Document text:
________________
# Help! stopping foundation from creasing



## Danfanny (Mar 8, 2009)

i am at my wits end
i have tried everything that i can possibly think of to stop my foundation from gathering in the crease from my nose to my mouth when i am talking or smiling
i get so paranoid about it i try not to smile and talk without realy moving my mouth and i look a right imbesile ahah
i've even tried appling UDPP to my face to try and stop it from creasing 
with no luck

guys help me i am out of ideas! 
anyone else have this problem 
what do you do to stop it?? x


----------



## Asela88 (Mar 8, 2009)

Im having the same problem!!  I tried smashbox photo finish primer but for some reason those lines from my nose to my mouth always show up :-(


----------



## Mabelle (Mar 8, 2009)

i bring alittle brush with me and buff it out during the day... worse ok.
but SO annoying


----------



## makeba (Mar 8, 2009)
________________
Dataset excerpts:
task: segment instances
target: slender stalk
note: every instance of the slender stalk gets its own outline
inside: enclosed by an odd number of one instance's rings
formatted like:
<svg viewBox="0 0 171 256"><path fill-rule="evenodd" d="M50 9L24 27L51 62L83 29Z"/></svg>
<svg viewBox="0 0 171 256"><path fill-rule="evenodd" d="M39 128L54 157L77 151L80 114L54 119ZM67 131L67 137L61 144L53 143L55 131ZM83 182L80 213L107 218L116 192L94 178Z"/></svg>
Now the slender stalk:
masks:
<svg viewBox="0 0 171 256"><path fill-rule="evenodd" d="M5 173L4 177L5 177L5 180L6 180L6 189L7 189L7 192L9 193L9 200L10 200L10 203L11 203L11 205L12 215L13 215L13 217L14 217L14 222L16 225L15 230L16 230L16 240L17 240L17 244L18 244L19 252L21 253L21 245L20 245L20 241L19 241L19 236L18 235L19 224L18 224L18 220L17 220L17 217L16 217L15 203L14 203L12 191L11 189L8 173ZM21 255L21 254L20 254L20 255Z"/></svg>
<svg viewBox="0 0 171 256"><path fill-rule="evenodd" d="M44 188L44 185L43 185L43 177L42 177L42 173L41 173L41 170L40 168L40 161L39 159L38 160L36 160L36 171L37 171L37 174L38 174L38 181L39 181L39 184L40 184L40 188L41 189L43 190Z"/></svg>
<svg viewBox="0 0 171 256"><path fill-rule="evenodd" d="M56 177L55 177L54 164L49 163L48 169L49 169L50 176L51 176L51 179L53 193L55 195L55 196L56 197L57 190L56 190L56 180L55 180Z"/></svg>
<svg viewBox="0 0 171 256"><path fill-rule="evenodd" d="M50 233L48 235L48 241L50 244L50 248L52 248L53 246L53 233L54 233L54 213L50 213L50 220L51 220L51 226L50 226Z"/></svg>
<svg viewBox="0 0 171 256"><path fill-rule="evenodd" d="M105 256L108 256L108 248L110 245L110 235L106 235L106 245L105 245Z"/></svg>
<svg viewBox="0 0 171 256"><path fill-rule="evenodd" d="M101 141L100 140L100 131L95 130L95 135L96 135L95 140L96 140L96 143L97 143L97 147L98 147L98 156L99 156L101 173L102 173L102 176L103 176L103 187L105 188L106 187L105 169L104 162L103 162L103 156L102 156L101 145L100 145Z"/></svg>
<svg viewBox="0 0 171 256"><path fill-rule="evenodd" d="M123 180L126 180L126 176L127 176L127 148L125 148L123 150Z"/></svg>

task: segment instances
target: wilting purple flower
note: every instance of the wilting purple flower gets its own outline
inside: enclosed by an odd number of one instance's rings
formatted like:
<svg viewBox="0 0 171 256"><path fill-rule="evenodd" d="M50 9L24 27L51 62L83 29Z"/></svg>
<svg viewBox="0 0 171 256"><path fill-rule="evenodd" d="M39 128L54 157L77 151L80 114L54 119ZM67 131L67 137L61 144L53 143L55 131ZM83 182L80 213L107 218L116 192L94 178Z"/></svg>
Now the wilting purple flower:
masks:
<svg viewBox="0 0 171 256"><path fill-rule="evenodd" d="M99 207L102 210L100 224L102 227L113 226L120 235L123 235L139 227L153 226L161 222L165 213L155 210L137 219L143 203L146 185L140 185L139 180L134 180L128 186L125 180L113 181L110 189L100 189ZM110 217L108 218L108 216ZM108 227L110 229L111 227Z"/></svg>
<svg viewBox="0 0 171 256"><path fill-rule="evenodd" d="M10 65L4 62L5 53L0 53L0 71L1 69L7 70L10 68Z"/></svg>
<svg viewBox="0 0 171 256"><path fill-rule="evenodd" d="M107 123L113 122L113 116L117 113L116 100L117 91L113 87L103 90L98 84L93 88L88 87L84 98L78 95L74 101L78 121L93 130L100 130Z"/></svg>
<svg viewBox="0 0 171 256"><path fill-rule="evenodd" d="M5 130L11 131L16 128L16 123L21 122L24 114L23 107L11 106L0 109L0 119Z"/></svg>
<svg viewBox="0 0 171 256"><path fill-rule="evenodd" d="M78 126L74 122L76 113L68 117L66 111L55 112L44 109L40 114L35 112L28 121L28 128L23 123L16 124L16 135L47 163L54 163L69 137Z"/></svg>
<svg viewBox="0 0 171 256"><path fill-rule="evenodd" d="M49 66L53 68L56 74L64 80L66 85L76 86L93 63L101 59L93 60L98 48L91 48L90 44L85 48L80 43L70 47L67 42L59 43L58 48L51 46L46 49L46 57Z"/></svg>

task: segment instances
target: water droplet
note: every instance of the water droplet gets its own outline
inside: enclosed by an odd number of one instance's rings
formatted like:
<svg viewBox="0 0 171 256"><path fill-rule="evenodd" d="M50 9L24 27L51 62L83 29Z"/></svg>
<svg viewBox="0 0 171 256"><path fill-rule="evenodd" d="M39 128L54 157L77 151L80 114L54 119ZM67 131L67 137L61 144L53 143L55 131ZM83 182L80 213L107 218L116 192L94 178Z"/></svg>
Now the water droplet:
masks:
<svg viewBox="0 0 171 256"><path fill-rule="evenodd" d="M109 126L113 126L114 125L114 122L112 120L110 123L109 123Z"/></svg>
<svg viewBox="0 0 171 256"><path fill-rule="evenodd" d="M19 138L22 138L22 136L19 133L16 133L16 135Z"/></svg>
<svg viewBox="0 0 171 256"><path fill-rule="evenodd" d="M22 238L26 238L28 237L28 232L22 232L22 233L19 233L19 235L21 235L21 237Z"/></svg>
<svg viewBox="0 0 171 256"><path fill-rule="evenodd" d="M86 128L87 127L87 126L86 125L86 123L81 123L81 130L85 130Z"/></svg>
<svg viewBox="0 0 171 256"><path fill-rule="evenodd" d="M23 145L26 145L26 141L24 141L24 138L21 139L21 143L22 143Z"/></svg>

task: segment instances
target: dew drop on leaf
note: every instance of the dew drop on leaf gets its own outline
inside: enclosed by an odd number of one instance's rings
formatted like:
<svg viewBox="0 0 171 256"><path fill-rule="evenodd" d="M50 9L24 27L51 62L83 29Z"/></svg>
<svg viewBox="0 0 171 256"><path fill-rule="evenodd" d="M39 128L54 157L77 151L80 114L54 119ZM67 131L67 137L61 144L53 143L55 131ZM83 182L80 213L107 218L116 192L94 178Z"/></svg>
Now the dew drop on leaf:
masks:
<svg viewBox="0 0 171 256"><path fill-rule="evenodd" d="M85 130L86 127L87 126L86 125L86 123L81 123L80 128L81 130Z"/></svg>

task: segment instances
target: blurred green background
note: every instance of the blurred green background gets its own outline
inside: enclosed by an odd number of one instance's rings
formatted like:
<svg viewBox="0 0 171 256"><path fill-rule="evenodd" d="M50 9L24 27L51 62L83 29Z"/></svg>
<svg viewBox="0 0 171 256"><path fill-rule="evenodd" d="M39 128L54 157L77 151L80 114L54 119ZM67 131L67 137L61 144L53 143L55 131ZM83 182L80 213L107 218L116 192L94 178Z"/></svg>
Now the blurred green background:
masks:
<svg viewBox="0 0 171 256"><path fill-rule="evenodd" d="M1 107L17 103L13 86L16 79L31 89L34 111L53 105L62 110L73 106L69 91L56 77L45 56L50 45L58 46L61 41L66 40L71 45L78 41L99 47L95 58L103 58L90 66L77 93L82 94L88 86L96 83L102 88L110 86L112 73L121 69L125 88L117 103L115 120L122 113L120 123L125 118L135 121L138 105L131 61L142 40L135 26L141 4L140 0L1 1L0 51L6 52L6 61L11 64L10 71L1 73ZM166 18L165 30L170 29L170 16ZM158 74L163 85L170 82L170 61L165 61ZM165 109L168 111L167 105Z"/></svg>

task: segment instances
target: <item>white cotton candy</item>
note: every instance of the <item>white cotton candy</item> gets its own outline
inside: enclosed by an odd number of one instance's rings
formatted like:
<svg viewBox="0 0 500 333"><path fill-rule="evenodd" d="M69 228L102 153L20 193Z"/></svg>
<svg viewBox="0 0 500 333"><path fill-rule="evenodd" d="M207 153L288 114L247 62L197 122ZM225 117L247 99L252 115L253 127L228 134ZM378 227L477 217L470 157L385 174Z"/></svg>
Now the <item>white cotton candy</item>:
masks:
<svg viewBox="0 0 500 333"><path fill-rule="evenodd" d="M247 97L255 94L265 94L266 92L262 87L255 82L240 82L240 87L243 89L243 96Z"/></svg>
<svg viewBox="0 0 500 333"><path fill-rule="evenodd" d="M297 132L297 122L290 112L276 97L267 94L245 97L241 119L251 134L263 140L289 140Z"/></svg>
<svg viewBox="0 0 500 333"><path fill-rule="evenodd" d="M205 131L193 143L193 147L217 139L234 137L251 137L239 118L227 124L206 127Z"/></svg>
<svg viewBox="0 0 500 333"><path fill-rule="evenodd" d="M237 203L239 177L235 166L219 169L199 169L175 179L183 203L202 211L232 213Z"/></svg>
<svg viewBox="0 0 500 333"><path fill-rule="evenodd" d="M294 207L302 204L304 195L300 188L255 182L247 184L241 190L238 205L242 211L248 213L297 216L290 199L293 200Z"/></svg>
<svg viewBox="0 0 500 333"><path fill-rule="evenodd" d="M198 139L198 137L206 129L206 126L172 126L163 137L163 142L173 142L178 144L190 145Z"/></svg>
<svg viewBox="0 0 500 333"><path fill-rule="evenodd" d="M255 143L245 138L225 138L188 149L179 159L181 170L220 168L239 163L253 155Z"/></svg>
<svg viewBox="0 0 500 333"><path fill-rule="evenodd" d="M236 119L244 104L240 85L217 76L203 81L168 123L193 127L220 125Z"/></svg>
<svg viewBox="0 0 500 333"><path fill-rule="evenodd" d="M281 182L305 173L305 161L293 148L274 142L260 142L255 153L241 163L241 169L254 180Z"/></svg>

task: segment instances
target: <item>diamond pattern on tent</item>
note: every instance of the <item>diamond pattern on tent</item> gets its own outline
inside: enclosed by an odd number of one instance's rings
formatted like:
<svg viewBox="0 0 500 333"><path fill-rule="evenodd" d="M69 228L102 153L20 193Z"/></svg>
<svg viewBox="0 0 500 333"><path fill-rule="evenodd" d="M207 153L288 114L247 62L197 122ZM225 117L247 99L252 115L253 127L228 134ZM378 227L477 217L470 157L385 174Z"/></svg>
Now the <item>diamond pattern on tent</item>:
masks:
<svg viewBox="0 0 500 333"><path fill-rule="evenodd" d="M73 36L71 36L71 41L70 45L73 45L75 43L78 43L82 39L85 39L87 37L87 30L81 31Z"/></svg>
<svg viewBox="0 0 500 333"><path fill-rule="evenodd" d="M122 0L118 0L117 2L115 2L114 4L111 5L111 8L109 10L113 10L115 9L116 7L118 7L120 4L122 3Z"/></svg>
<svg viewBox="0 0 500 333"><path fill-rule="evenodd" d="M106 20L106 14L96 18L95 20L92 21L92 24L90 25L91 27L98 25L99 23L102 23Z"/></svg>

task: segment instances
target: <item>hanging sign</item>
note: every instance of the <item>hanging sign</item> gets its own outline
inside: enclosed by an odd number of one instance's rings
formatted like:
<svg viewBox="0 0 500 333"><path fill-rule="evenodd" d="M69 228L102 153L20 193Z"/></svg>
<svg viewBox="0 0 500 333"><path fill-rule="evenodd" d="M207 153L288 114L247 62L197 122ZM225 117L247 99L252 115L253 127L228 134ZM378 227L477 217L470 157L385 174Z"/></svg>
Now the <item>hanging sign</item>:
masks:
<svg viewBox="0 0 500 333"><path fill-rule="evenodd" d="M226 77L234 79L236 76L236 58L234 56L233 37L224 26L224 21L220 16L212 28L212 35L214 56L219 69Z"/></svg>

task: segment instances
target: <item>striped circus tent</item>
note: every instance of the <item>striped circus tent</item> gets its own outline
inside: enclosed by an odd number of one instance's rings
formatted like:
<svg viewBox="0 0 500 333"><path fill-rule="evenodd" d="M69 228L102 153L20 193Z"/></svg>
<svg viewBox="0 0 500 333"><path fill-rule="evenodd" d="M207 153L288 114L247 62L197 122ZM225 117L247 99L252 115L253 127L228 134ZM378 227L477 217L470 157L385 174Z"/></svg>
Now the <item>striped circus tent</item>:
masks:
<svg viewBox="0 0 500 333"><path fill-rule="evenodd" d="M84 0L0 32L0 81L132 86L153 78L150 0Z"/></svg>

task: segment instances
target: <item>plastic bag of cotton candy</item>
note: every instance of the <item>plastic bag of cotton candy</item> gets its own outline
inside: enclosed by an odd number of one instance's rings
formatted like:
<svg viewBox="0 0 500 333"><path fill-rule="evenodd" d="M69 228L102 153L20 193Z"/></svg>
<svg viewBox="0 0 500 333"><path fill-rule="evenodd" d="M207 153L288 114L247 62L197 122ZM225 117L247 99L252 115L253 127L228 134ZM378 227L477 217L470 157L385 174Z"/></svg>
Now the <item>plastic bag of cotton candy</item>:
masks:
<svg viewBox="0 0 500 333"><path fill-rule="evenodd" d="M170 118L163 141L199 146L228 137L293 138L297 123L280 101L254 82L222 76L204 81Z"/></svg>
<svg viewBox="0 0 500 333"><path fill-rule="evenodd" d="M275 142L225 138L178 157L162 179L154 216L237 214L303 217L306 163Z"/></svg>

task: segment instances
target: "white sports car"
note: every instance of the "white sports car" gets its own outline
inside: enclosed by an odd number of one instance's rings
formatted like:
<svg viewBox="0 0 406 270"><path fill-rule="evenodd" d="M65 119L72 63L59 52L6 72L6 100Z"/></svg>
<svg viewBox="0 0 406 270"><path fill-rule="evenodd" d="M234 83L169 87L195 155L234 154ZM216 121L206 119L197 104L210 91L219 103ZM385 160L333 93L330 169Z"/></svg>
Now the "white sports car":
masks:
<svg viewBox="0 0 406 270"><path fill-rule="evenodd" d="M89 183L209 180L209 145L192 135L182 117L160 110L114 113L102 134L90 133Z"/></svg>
________________
Problems:
#1 Retype part of the foundation creasing thread, starting at the words "## Danfanny (Mar" and ending after the words "out of ideas!".
#2 In the foundation creasing thread, which primer did Asela88 try without success?
#3 Continue the foundation creasing thread from its last line.

Outputs:
#1
## Danfanny (Mar 8, 2009)

i am at my wits end
i have tried everything that i can possibly think of to stop my foundation from gathering in the crease from my nose to my mouth when i am talking or smiling
i get so paranoid about it i try not to smile and talk without realy moving my mouth and i look a right imbesile ahah
i've even tried appling UDPP to my face to try and stop it from creasing 
with no luck

guys help me i am out of ideas!

#2 Smashbox Photo Finish primer

#3
i have found that if i use to much primer on my face prior to foundation i get this problem. use a primer but figure out the amount suitable for your skin type. after you put on your foundation use a kabuki brush and buff the foundation into your skin. i may rub the brush over my face about 12 or more times and press a little more around the corners of my nose.


----------



## Yushimi (Mar 8, 2009)

Buffer brush is your best friend. Try buffering between layers. And always set with a powder and buff that layer too


----------



## Sanayhs (Mar 10, 2009)

Don't use too much primer, make sure you use thin layers of foundation, try to use fewer layers over problem areas after, and set with a good powder and a fluffy brush - if you use something too dense, too much powder will be deposited and it can cake and consequently crease.


----------



## miss_bailey (Mar 10, 2009)

maybe try applying less foundation?


----------



## mdjmsj (Mar 11, 2009)

I have the same problem-at the end of the day, it looks like I have really deep creases around my mouth and it drives me crazy! I'll try everything posted here-hopefully something will work for the both of us!!


----------



## L1LMAMAJ (Mar 13, 2009)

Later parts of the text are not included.